Required action: Which lines run from the start of the data below to the line containing "rough mask: <svg"? Set them down exactly, with none added.

** Opening Recorded information block **

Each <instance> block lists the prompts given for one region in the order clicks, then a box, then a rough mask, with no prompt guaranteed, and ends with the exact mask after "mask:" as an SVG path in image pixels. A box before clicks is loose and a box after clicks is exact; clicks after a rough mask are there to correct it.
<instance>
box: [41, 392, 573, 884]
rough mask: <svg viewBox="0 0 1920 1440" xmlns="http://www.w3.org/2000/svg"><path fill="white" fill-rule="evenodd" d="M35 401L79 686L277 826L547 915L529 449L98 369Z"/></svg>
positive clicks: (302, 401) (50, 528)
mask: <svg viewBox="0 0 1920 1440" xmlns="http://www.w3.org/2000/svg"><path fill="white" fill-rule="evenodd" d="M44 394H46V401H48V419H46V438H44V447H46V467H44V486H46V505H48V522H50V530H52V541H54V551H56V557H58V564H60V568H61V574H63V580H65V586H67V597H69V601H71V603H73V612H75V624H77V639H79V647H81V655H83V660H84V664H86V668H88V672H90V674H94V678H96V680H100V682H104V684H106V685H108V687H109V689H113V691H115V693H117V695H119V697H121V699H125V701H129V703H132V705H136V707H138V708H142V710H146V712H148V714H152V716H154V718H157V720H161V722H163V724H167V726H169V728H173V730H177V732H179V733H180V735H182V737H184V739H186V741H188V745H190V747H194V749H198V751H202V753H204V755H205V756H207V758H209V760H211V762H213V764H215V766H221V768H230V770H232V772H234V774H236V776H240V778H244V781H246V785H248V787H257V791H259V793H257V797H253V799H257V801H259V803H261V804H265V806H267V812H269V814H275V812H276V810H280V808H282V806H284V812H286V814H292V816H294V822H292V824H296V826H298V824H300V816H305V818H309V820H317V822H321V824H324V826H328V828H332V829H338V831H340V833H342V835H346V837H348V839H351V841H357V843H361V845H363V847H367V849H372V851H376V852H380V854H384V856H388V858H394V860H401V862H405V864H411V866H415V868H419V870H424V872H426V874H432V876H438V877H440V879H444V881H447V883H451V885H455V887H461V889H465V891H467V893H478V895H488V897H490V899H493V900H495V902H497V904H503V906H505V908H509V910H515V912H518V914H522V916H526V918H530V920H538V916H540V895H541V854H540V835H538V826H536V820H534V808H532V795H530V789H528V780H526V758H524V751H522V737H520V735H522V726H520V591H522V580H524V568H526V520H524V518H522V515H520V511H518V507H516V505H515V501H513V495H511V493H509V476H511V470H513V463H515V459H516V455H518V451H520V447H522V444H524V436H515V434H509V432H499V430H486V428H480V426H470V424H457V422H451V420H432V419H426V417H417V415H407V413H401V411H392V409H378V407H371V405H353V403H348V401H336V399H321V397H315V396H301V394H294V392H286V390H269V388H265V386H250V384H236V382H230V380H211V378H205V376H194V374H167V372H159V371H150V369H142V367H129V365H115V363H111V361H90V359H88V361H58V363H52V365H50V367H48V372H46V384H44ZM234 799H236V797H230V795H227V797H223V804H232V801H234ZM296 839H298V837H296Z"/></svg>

** Closing Recorded information block **

Solution to the problem:
Each <instance> block lists the prompts given for one region in the order clicks, then a box, then a rough mask, with no prompt guaranteed, and ends with the exact mask after "mask:" as an SVG path in image pixels. A box before clicks is loose and a box after clicks is exact; clicks after a rough mask are there to correct it.
<instance>
box: [41, 392, 573, 884]
rough mask: <svg viewBox="0 0 1920 1440" xmlns="http://www.w3.org/2000/svg"><path fill="white" fill-rule="evenodd" d="M35 401L79 686L277 826L547 915L529 449L98 369Z"/></svg>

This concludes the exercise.